**WHAT THE TASK ASKS**
Copy only what runs from the line containing "Please place a point on every instance of the bmw" through the end of the material below, line for line, with both ends included.

>> Begin ENTRIES PROVIDED

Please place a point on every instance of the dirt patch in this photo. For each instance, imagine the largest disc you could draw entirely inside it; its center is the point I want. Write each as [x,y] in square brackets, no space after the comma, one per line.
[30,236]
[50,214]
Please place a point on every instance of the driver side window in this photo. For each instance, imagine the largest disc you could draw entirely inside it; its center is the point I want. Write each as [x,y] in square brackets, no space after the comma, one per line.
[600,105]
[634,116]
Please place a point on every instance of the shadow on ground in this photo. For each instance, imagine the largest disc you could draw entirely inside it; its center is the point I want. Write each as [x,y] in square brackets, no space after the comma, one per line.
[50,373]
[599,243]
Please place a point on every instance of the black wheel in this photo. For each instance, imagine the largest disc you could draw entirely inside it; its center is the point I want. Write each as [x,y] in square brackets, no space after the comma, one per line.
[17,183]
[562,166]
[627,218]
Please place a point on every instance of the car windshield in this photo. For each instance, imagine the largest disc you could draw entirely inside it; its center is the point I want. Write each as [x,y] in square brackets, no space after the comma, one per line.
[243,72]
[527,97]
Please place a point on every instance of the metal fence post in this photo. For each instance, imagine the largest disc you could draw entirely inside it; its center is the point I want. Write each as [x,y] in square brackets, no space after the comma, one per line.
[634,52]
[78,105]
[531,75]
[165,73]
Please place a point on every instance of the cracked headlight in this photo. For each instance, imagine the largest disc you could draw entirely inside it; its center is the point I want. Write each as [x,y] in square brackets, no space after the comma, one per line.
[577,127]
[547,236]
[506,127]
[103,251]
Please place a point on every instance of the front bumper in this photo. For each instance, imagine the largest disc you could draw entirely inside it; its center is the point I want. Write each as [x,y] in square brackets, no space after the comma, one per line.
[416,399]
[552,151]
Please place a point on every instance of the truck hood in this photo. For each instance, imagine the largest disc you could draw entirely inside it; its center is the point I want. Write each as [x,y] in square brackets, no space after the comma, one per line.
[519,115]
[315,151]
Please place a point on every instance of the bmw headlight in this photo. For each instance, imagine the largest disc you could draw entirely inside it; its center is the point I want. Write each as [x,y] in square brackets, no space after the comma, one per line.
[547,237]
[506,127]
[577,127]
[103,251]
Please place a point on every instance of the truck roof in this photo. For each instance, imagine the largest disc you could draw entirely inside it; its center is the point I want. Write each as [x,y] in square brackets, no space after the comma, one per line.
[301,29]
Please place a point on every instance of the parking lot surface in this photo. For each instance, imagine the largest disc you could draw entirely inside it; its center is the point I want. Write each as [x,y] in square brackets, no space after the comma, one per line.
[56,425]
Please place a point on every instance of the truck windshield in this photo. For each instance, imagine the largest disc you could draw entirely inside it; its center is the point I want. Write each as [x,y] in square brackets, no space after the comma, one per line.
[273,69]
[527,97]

>> End ENTRIES PROVIDED

**OUTPUT OF THE EXERCISE**
Please place a point on every instance of the bmw headlight in this photo. For each instance, imagine the largest disc you could draw entirely inside it; its center is the point I want. Write each as [x,y] in square brackets, no space after the comma, one per line.
[547,237]
[506,127]
[577,127]
[103,251]
Please place a point on every instance of the truck roof in this photo. For each instance, imagine the largest disc you could draw entirely inside it; its center is the point I want. Write each as [x,y] in square brackets, no space after the comma, one per line.
[301,29]
Please place a point on every instance of the parking lot surface in this photo. For each instance, imagine the largest disc you could draw entirely inside it; its center is the point I want. Write each as [x,y] in square brackets, no space after the comma, one per line.
[56,425]
Please place a point on every instance of the truck windshield in this photo. For each instance, imagine the largest disc you could draw entirely inside it; its center is the point I want. Write each as [x,y] in square brackets, no space after the comma, one per line.
[273,69]
[527,97]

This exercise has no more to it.